Just a REAL TIME, REAL LIFE update on the current "State of Affairs".
Friday, May 9, 2014
Apparently, by bringing you this very real information, I pissed off the "powers that be". So I bring it to you again...typed out long hand....
Next post on "Chardash" is still coming. I am wrapping my brain around what I am being told to keep my mom alive.
Here is what I have been told, so far, by Moffitt Cancer Center in Tampa:
"As of January 1st, this year (2014), Medicare Plans funded by United Healthcare are no longer considered "In-network". IF your plan ALLOWS for "Out-of network" coverage, please be advised the "out-of-pocket" costs will reflect accordingly. (As in, affordable by Rockefeller.) We also do NOT do surgery on patients with metasticized cancer. (Funny, because they did full-on with a pancreatic cancer patient I treat that lost half of his inner-organs prior to 2014.) Sorry for the inconvenience."
Sloan-Kettering in New York ALSO now states online that United Healthcare funded Medicare Plans are NOW considered "Out-of-network".
If you are on Medicare, check your plans, folks.
P.S. - The person suffering Dementia I was referring to in the intro to "Chardash" is NOT my mom, rather a 94-year-old grandmother that we are caring for while my mom fights for her life. Please make a note of it. And please know, this may very well be your story someday, too.
Here is what I've been told so far by Moffitt Cancer Center in Tampa: "As of January 1st this year, Medicare Plans funded by United Healthcare are no longer considered "in-network". IF your plan ALLOWS for out of network coverage, please be advised the out-of pocket costs will reflect accordingly. (As in, affordable by Rockefeller.) We also do not do surgery on patients with metaticized cancer. Sorry for the inconvenience."
Sloan-Kettering in New York ALSO states online that United Healthcare funded Medicare plans are NOW considered "out-of-network."
If you are on Medicare, check your plans, folks.
P.S. - The person suffering Dementia I was referring to in "Chardash" is NOT my mom, rather a 94 year-old grandmother that we are caring for while mom fights for her life. Please make a note of it.
Wednesday, May 7, 2014
- A Chronicle of Cancer, Senility and Illness
(and all Western Medicine Had To Say About It)
|Image brought to you by WikiCommons, Artist: Laslo Varga|
Hello. Some people who are familiar with my posts may wonder why I have fallen off the face of the planet for awhile now. In the next few weeks, months, and hopefully...years, I will be sharing with you the full story. It is beautiful and poignant, tragic and heart-wrenching, but most of all, true.

☆ ☆ ☆ ☆ ☆

*Actions to take:*
**A)** Copy the blog update word for word, everything from "Wednesday, May 7, 2014" down to "of all, true.".
**B)** Answer these questions about the blog update:
(i) What date heads the first dated post?
(ii) Which cancer center in New York also states online that United Healthcare funded Medicare plans are now out-of-network?
(iii) How old is the grandmother with dementia?

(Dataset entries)
☆ ☆ ☆ ☆ ☆

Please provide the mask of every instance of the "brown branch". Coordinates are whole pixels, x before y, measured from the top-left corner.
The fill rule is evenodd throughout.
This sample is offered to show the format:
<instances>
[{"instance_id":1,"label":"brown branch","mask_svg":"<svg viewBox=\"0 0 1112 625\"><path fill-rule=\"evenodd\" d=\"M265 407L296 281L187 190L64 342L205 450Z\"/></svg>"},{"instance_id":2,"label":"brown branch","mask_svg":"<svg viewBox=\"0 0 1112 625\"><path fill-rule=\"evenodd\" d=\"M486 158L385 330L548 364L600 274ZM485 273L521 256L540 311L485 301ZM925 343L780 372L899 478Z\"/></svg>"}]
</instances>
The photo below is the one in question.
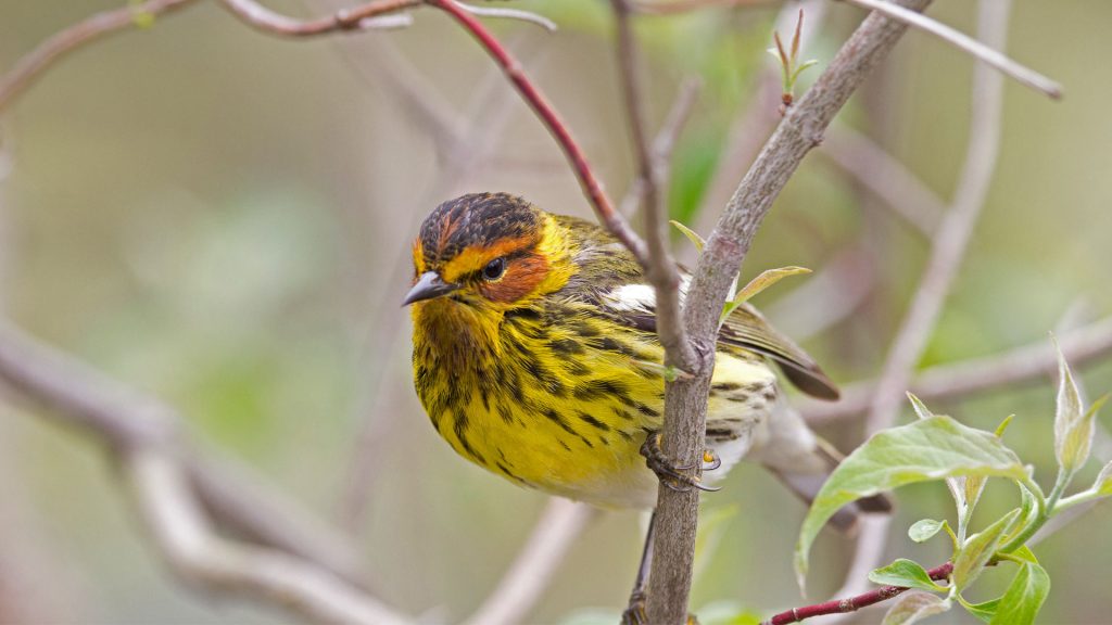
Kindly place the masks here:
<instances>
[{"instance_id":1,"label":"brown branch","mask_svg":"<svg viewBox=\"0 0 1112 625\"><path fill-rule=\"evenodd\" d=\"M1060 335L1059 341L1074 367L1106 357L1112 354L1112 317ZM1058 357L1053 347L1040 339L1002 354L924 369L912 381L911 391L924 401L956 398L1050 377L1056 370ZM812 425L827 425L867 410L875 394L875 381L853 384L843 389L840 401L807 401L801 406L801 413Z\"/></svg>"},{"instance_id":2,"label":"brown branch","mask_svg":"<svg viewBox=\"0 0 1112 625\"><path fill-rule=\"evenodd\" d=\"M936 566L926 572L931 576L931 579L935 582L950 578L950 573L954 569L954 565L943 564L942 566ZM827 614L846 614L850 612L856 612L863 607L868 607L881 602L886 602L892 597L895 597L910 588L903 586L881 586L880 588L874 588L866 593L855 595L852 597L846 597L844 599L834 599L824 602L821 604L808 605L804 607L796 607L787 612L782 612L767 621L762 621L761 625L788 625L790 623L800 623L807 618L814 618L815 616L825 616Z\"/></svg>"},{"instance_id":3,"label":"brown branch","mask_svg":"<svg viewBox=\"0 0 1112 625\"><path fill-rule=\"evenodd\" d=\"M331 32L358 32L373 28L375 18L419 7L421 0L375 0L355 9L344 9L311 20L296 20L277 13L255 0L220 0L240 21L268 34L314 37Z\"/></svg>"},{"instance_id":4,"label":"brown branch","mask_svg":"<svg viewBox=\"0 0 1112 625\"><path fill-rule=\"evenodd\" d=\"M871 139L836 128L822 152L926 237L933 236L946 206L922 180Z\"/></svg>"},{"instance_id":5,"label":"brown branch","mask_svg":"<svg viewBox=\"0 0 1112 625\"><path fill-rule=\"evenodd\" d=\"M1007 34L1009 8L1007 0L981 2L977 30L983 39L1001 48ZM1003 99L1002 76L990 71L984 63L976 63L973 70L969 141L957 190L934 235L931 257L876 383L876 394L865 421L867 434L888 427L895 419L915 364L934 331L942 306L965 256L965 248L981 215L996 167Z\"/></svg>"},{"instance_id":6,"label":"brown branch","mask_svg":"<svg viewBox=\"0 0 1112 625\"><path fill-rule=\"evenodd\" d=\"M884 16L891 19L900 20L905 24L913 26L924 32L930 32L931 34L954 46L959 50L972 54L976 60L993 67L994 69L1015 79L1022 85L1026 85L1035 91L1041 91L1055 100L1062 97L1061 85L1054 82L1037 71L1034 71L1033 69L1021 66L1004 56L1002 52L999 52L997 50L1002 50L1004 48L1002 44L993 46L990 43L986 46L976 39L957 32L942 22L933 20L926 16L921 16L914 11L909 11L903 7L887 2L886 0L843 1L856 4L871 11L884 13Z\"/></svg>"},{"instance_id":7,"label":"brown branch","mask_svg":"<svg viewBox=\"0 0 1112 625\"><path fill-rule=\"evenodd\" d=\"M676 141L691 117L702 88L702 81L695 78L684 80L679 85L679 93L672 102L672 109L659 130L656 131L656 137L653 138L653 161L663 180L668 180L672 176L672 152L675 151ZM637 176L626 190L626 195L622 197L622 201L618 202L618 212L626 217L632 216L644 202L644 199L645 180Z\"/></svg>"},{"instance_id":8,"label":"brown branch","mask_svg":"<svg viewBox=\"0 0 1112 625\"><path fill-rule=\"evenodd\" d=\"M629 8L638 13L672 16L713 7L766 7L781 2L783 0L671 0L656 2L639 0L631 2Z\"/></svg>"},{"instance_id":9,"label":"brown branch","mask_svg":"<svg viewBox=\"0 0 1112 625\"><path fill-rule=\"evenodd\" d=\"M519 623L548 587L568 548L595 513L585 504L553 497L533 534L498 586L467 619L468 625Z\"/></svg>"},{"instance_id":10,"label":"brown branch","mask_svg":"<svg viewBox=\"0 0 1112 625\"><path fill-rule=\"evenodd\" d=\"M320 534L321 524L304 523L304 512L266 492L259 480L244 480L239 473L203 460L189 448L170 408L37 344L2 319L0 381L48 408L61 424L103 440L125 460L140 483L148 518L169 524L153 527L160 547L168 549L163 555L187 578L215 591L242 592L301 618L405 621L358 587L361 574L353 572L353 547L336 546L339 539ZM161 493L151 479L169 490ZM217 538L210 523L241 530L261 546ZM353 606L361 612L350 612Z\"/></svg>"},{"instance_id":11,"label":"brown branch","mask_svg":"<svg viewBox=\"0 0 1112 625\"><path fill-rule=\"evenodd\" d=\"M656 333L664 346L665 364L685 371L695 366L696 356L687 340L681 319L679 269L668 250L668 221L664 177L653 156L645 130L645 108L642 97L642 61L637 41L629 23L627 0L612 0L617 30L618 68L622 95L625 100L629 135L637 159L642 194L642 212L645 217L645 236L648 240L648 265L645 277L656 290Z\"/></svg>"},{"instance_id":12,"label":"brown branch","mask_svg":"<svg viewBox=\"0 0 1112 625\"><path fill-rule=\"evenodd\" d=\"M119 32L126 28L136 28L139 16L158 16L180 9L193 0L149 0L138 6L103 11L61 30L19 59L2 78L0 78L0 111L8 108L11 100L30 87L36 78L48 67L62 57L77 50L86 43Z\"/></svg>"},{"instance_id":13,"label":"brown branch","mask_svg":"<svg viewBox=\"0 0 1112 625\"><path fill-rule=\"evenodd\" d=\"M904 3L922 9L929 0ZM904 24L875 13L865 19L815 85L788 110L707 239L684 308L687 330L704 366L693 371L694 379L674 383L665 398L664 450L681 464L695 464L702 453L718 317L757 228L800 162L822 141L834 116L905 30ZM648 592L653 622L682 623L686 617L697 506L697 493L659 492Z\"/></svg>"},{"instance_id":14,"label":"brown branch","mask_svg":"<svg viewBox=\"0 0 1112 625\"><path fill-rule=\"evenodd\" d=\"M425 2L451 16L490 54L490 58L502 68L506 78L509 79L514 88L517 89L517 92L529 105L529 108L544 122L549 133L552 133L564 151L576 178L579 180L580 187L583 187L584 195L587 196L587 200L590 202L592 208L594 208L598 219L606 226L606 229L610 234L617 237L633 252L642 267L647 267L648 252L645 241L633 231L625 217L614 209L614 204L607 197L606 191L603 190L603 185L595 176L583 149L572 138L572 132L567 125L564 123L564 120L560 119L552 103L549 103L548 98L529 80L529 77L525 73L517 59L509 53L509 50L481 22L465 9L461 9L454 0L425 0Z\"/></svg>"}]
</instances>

☆ ☆ ☆ ☆ ☆

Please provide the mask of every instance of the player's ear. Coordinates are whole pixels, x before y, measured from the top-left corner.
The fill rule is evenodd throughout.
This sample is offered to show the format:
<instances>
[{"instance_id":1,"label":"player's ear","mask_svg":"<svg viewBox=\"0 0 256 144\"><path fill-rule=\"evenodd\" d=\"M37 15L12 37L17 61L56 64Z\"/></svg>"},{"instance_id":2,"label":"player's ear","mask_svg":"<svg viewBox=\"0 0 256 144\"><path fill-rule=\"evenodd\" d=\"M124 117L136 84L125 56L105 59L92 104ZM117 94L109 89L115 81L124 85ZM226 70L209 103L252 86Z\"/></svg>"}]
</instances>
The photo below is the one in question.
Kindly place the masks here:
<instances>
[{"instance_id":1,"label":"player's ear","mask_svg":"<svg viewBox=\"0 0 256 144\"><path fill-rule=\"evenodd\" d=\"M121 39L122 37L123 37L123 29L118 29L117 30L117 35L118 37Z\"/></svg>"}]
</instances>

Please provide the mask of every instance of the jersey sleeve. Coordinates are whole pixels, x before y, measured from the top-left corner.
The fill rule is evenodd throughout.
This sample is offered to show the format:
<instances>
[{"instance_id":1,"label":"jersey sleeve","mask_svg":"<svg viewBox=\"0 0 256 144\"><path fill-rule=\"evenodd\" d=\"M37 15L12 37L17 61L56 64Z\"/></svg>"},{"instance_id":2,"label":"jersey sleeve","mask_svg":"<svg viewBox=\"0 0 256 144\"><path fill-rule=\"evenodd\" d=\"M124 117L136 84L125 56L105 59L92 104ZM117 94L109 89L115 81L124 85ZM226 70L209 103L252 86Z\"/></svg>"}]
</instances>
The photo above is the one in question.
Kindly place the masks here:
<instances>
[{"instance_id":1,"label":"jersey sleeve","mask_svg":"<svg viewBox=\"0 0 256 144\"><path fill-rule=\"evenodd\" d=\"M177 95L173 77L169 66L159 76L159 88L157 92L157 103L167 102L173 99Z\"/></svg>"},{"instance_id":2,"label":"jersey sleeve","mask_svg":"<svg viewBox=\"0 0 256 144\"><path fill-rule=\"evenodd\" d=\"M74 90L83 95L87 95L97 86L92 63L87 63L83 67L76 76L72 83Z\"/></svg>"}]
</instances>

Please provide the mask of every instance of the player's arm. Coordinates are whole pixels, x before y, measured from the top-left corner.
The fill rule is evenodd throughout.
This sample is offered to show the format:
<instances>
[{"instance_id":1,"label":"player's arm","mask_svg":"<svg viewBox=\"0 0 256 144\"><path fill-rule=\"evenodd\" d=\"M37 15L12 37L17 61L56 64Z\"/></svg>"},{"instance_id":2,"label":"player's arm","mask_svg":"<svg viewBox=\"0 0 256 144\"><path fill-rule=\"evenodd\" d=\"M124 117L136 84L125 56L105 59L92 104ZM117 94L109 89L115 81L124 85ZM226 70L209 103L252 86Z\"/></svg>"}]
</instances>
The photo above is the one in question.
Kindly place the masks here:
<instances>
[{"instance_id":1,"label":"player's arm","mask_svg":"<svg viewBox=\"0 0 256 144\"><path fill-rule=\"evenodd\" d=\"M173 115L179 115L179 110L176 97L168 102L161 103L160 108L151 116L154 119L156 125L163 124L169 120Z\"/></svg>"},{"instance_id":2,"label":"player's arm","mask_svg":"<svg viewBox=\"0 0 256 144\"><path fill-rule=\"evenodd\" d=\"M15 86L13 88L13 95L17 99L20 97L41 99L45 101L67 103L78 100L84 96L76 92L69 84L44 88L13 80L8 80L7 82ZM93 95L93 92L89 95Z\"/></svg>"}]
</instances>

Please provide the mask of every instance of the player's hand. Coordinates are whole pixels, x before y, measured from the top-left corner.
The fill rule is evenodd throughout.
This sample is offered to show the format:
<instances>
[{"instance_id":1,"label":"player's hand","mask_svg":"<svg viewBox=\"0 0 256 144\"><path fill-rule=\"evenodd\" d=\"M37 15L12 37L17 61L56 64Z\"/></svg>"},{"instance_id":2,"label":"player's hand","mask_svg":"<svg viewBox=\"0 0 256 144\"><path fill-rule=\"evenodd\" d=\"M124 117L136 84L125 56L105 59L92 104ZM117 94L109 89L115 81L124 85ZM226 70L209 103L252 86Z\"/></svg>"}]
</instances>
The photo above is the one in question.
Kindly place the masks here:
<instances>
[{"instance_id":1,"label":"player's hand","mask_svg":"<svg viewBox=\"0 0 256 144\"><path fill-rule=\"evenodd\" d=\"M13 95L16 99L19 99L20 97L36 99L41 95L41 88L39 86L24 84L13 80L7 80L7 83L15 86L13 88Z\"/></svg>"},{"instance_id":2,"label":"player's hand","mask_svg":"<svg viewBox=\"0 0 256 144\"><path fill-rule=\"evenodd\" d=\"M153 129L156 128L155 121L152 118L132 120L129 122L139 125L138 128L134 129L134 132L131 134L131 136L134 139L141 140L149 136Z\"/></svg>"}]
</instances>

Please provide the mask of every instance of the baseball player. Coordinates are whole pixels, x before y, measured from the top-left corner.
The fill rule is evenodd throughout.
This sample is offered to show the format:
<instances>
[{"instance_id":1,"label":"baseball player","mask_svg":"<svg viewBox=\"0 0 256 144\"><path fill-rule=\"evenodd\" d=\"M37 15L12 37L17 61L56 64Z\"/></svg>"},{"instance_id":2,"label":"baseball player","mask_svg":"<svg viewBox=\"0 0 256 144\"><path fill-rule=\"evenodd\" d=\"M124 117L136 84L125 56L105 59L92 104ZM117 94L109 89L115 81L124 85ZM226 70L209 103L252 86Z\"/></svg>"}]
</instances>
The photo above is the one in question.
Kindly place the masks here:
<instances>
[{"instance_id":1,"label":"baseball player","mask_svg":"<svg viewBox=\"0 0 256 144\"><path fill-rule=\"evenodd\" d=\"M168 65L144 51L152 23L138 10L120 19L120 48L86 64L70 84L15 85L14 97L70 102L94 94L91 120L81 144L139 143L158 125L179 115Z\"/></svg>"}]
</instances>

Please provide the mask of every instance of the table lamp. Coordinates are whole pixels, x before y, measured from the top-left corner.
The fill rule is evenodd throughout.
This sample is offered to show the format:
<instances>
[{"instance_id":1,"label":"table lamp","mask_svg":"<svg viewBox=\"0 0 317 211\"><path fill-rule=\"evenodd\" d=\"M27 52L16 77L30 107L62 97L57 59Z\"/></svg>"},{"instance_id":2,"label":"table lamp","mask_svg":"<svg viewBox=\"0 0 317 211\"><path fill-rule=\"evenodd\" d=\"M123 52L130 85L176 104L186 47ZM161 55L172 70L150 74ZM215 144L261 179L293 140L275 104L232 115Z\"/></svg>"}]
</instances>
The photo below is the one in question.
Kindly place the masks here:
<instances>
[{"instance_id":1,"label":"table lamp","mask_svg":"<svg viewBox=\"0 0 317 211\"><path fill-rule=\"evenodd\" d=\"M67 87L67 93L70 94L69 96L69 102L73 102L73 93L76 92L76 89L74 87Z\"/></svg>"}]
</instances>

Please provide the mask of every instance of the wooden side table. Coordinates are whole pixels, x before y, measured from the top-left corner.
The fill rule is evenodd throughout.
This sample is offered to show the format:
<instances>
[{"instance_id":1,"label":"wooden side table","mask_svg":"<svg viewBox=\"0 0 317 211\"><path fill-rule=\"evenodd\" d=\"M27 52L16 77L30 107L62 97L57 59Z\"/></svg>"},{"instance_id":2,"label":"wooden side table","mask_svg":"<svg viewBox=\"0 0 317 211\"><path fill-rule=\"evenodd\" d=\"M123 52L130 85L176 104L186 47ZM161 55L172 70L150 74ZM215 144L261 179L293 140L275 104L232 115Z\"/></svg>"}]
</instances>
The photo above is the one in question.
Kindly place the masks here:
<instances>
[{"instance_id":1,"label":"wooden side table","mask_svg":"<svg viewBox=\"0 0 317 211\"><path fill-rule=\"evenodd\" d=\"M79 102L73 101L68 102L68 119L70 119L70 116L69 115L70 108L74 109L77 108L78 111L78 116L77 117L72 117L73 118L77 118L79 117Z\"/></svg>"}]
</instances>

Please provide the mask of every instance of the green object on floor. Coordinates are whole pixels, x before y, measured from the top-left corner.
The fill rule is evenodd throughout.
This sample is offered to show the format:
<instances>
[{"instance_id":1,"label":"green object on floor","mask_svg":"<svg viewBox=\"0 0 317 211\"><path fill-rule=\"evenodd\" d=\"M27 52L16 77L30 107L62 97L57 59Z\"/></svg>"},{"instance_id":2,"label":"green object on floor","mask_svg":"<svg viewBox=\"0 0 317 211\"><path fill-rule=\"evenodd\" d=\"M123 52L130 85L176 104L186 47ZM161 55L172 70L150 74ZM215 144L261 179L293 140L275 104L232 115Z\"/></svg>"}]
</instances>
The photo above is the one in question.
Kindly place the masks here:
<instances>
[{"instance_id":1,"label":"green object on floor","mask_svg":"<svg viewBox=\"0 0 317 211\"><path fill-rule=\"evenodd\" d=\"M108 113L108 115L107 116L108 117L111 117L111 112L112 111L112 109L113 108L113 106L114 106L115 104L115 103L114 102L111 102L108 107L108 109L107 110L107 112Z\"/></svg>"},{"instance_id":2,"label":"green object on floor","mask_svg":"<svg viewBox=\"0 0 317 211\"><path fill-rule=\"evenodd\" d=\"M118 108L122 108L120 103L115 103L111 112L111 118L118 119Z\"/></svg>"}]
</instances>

☆ ☆ ☆ ☆ ☆

*Your written answers:*
**A)**
Wednesday, May 7, 2014
- A Chronicle of Cancer, Senility and Illness
(and all Western Medicine Had To Say About It)
|Image brought to you by WikiCommons, Artist: Laslo Varga|
Hello. Some people who are familiar with my posts may wonder why I have fallen off the face of the planet for awhile now. In the next few weeks, months, and hopefully...years, I will be sharing with you the full story. It is beautiful and poignant, tragic and heart-wrenching, but most of all, true.

**B)**
(i) Friday, May 9, 2014
(ii) Sloan-Kettering
(iii) 94 years old